Lay out the lines of the material below as a JSON list of strings, one string per line, leaving out blank lines. Cover only the lines between the one holding "point_to(query) identifies every instance of the curved" and the one holding "x=104, y=269", inclusive.

[Data listing]
** start **

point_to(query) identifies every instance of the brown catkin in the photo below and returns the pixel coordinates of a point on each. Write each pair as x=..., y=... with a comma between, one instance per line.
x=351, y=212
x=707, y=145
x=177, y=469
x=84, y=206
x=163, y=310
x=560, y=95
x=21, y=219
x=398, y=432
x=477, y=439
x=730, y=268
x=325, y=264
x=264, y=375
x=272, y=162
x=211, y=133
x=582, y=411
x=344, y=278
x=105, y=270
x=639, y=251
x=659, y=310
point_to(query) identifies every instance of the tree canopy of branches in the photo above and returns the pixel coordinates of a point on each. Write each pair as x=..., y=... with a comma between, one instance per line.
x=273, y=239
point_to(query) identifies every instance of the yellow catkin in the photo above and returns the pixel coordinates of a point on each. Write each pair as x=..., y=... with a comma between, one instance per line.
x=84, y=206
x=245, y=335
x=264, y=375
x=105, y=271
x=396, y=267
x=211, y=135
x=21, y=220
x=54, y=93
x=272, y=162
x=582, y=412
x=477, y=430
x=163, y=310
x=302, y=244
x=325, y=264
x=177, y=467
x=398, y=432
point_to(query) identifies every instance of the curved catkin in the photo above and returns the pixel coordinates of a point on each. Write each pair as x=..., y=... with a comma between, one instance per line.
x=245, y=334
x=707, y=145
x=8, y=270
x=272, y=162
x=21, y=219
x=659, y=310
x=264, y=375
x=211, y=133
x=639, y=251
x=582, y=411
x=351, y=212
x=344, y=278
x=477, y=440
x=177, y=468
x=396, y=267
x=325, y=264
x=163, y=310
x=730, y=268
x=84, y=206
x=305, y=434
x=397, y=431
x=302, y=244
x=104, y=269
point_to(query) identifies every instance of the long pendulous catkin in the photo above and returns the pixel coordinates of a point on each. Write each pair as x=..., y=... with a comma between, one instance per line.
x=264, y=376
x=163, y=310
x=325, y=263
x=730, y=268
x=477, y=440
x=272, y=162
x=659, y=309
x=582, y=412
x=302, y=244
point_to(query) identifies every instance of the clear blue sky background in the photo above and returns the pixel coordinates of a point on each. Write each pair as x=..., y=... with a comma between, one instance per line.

** end **

▶ **The output**:
[
  "point_to(query) identifies every instance of the curved catkin in the photo above and returns the pixel coordinates of a point on each. Write each pair as x=..., y=... with a comma between, one instance per line.",
  "x=245, y=334",
  "x=707, y=145",
  "x=8, y=270",
  "x=272, y=162",
  "x=21, y=219",
  "x=659, y=310",
  "x=264, y=375",
  "x=211, y=133",
  "x=639, y=251",
  "x=582, y=411",
  "x=351, y=212",
  "x=344, y=278",
  "x=477, y=440",
  "x=177, y=468",
  "x=396, y=267",
  "x=325, y=264",
  "x=163, y=310",
  "x=730, y=268",
  "x=84, y=206",
  "x=305, y=434",
  "x=397, y=431",
  "x=302, y=244",
  "x=104, y=269"
]